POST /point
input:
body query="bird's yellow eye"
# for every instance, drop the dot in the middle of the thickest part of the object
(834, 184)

········

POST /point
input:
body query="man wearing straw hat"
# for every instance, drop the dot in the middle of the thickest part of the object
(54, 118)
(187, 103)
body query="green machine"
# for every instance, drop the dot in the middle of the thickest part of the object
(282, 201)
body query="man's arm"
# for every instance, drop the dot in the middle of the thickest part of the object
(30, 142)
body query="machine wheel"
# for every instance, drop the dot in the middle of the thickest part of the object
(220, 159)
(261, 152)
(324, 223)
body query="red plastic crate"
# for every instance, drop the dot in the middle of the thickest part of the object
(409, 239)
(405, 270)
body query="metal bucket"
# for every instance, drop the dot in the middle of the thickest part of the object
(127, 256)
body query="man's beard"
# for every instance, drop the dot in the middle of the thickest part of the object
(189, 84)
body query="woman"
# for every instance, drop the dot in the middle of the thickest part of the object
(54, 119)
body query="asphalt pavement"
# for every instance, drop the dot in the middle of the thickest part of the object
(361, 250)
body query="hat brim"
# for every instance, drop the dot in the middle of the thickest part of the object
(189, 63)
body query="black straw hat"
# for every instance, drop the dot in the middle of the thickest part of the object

········

### What to do
Pull out every line in the records above that contains the string "query". The match is case-sensitive.

### Exercise solution
body query="bird's yellow eye"
body query="man wearing straw hat"
body query="green machine"
body query="man's arm"
body query="machine wheel"
body query="red plastic crate"
body query="metal bucket"
body query="man's beard"
body query="woman"
body query="asphalt pavement"
body query="hat brim"
body query="black straw hat"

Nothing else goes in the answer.